__What to do__
Return the entries below in full. Keep every word as it is.

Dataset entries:
________________
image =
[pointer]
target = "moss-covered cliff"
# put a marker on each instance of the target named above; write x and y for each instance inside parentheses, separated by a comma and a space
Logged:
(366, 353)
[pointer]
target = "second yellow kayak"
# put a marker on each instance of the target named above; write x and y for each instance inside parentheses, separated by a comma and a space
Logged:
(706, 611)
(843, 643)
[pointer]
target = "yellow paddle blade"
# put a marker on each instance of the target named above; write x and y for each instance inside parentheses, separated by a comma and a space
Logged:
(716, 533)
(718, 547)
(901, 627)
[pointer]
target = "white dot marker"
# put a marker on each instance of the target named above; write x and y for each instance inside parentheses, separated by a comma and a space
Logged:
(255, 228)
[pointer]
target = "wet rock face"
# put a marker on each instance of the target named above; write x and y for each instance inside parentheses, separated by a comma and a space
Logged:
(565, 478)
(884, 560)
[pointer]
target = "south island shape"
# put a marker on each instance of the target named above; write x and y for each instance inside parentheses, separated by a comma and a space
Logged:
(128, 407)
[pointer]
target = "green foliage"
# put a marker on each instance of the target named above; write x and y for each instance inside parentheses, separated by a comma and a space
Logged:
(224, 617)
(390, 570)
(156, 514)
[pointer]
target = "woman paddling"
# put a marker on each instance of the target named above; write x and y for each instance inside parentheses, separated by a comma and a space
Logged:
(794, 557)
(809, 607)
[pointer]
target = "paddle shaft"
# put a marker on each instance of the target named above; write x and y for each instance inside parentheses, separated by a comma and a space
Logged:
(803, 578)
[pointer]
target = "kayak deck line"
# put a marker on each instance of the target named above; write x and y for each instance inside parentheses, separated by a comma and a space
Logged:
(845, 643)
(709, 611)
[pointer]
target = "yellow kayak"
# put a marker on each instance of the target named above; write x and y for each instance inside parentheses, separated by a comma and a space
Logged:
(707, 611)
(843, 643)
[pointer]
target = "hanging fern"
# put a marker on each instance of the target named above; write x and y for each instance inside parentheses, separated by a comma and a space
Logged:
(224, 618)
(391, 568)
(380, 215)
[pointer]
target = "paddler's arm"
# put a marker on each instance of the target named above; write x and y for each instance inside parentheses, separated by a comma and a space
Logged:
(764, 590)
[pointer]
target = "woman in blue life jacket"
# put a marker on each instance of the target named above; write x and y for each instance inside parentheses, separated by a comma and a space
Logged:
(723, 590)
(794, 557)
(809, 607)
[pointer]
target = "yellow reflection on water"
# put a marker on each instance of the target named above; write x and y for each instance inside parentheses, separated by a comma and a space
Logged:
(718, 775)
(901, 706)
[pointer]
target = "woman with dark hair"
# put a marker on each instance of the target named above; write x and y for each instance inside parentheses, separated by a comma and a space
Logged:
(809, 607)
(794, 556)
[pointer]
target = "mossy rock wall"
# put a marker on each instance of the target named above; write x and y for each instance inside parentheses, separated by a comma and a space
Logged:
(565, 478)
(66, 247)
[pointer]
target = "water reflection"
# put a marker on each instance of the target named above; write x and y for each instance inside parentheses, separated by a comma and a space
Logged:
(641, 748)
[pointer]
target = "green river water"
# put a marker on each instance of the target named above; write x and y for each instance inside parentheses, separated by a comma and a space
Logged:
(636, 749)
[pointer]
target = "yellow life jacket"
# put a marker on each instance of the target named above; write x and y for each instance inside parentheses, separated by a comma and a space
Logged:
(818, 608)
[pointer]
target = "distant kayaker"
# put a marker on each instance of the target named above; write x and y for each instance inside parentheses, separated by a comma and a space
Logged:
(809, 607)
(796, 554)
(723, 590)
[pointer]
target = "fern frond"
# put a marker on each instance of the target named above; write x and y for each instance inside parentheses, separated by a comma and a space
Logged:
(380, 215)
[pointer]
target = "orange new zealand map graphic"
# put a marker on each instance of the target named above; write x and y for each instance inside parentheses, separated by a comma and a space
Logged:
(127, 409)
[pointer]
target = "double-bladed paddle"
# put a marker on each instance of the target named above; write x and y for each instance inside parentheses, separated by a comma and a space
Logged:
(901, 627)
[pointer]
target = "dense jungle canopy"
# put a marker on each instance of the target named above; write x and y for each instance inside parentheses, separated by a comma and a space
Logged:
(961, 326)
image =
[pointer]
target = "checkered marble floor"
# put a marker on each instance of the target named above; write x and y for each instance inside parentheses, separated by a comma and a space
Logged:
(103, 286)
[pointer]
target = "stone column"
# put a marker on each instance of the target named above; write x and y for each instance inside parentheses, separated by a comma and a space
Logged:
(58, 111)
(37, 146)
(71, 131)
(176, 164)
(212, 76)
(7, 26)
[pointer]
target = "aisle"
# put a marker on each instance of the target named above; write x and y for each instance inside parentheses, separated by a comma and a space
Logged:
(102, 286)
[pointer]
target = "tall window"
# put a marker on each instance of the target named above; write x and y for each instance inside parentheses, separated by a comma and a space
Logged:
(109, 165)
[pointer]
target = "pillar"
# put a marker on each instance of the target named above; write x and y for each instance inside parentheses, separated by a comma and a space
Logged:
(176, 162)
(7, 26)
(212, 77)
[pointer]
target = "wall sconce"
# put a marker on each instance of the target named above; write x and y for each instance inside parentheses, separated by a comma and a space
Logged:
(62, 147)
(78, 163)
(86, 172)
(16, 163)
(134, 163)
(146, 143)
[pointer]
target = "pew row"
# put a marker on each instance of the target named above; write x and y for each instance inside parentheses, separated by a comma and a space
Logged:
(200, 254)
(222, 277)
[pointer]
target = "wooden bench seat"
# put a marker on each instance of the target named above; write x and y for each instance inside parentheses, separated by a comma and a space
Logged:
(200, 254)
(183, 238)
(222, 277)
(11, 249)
________________
__Answer below__
image =
[pointer]
target = "moss-covered cliff"
# put a marker on each instance of the target named above; write x and y for each instance inside parentheses, separated by a comma and a space
Logged:
(366, 353)
[pointer]
target = "second yellow kayak"
# put a marker on each instance of the target named above; write x and y for each instance inside parentheses, separated by a comma and a space
Logged:
(706, 611)
(843, 643)
[pointer]
target = "yellow paddle blade"
# put a marker on each instance of the target named above; write x and y for each instance inside parentheses, separated by a comma and a space
Logged:
(716, 533)
(718, 547)
(901, 627)
[pointer]
target = "white dot marker"
# put a marker on each instance of the target named above; write x and y for each instance inside parentheses, separated by a comma and a space
Logged:
(255, 228)
[pointer]
target = "wet rock face"
# put a marker on each instance of the target named above; write x and y for each instance inside parentheses, separated by a comma and a space
Logged:
(565, 478)
(884, 560)
[pointer]
target = "south island shape"
# put a marker on each instance of the target named above; write x and y for each instance inside parentheses, separated by a comma and a space
Logged:
(128, 407)
[pointer]
target = "green foliage"
# put a marker on each instance of the target named above; write x and y for each instance inside parentheses, separated by a comma and a space
Logged:
(224, 617)
(390, 570)
(156, 514)
[pointer]
target = "woman paddling"
# put a marker on each instance of the target named above; write x and y for each instance inside parentheses, separated by a comma and a space
Logged:
(794, 557)
(809, 607)
[pointer]
target = "paddle shaft"
# put a marker on each instance of the target named above; write x and y for each instance inside parentheses, separated by a comma and a space
Logged:
(803, 578)
[pointer]
target = "kayak deck line"
# put a marker on each instance of the target named above; write x and y for each instance inside parentheses, separated by a comma and a space
Logged:
(845, 643)
(709, 611)
[pointer]
target = "yellow kayak"
# put a marker on each instance of the target named above; write x and y for each instance inside parentheses, separated by a comma and a space
Logged:
(707, 611)
(843, 643)
[pointer]
target = "hanging fern"
# put a marker on each instance of the target named above; write x and y for each instance inside parentheses, separated by a comma and a space
Logged:
(224, 618)
(391, 568)
(380, 215)
[pointer]
target = "paddler's arm"
# put a marker on each instance of the target named above; write x and y for each instance inside parentheses, separated by a comma and a space
Logged:
(764, 590)
[pointer]
target = "woman in blue life jacket"
# put a marker on each instance of the target named above; write x and y for each instance inside parentheses, separated by a comma and a space
Logged:
(723, 590)
(794, 557)
(809, 607)
[pointer]
target = "yellow reflection on water"
# put a marker on each instance of the target named above; write x and y for each instance inside parentheses, separated by a comma and a space
Logged:
(718, 775)
(901, 706)
[pointer]
target = "woman with dark hair"
# put a marker on each instance of the target named above; write x and y for each instance inside parentheses, separated by a comma and a space
Logged:
(809, 607)
(794, 556)
[pointer]
target = "mossy rock wall"
# put a marker on each instance of the target named above; write x and y for each instance inside parentheses, separated by a comma and a space
Logged:
(565, 478)
(66, 247)
[pointer]
target = "water reflection"
# put a marker on each instance of the target named above; write x and y for each instance inside parentheses, separated by a comma and a space
Logged:
(641, 748)
[pointer]
target = "green river water"
# put a marker on each instance of the target named above; write x and y for each instance inside parentheses, separated by a comma and a space
Logged:
(636, 749)
[pointer]
target = "yellow life jacket"
# put a marker on each instance of the target named above; write x and y for each instance inside parentheses, separated by a comma and a space
Logged:
(818, 608)
[pointer]
target = "distant kayaker"
# put a marker on each instance of the target named above; write x and y for each instance inside parentheses, separated by a comma and a space
Logged:
(809, 607)
(796, 554)
(723, 590)
[pointer]
target = "fern frond"
# put a marker on each instance of the target named above; write x and y for each instance inside parentheses, separated by a comma and a space
Logged:
(380, 215)
[pointer]
target = "orange new zealand map graphic"
# put a marker on each instance of the target named above; write x and y for each instance inside parentheses, separated by a comma and a space
Logged:
(127, 409)
[pointer]
target = "double-bladed paddle"
# put a marker on each instance of the target named above; write x and y for each instance inside parentheses, separated by a comma and a space
Logged:
(901, 627)
[pointer]
target = "dense jungle canopy"
# put a marker on each instance of the target named above; write x and y for each instance inside parentheses, separated by a comma and a space
Logged:
(961, 326)
image =
[pointer]
target = "checkered marble floor"
# put a marker on each instance of the target named above; write x and y for each instance inside parentheses, separated by a comma and a space
Logged:
(103, 286)
[pointer]
target = "stone column"
# put a marker on each instance of the target named above; write x and y for each instance inside parentheses, separated by a comma and a space
Logged:
(58, 111)
(37, 146)
(71, 131)
(176, 164)
(212, 76)
(7, 26)
[pointer]
target = "aisle"
# put a marker on each instance of the target named above; write x and y for each instance inside parentheses, separated by a comma and a space
Logged:
(102, 286)
[pointer]
target = "tall window"
# put a marker on each instance of the target named above; write x and y for each instance inside parentheses, separated by a comma and a space
Logged:
(109, 165)
[pointer]
target = "pillar"
# put a marker on each instance of the target named above; write x and y for each instance inside parentheses, separated by a comma and a space
Logged:
(176, 162)
(7, 26)
(212, 77)
[pointer]
target = "wall sconce"
# put a marker on each instance of the target named above; write x and y for each instance inside parentheses, separated by a comma and a space
Logged:
(62, 147)
(78, 163)
(86, 172)
(16, 163)
(134, 163)
(146, 143)
[pointer]
target = "pew row"
# put a marker on each instance of the target named above; write x and y for each instance inside parentheses, separated by a comma and a space
Logged:
(200, 254)
(222, 277)
[pointer]
target = "wooden bench seat"
# put a marker on each instance of the target named above; write x and y for each instance inside parentheses, separated by a comma and a space
Logged:
(200, 254)
(183, 238)
(222, 277)
(11, 249)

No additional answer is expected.